*** Opening Task input ***
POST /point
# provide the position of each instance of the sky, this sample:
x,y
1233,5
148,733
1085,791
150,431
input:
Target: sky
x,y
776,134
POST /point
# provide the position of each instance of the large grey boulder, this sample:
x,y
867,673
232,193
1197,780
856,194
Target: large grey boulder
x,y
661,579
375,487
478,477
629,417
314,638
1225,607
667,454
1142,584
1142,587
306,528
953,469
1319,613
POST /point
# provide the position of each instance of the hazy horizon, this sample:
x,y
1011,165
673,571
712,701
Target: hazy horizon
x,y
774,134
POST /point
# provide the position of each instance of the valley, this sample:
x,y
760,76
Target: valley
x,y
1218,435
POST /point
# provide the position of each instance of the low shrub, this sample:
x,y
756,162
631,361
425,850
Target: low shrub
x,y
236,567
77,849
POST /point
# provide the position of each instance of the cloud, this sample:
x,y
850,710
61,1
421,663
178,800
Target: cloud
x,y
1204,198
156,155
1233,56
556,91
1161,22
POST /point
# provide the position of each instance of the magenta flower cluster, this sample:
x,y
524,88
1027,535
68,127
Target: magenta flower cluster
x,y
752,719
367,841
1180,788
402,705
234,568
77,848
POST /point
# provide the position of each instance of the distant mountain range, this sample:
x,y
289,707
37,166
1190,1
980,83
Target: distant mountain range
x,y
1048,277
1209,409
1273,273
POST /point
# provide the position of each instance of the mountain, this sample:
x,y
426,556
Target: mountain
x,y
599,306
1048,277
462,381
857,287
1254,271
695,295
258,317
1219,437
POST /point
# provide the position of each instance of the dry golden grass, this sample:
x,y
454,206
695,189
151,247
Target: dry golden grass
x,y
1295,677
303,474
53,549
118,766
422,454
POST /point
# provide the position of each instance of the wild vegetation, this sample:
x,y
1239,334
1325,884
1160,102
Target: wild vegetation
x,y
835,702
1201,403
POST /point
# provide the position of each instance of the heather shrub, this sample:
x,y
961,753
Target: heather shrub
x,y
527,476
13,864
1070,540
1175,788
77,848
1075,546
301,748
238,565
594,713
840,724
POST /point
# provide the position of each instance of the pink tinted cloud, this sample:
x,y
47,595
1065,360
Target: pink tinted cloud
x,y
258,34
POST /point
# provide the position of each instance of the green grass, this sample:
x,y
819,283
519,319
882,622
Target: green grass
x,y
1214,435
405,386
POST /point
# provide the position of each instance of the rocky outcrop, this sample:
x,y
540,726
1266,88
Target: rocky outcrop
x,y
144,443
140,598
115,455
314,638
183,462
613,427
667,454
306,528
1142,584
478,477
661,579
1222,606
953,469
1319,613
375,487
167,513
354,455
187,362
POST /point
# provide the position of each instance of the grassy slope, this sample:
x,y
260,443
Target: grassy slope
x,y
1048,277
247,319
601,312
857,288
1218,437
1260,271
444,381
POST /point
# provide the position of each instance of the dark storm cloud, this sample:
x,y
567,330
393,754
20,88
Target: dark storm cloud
*** Closing Task input ***
> Work order
Wherever "storm" occurs in the entries above, copy the line it sits on.

> Answer to the problem
# provide the position of each instance of the dark storm cloud, this sample:
Target: dark storm cloud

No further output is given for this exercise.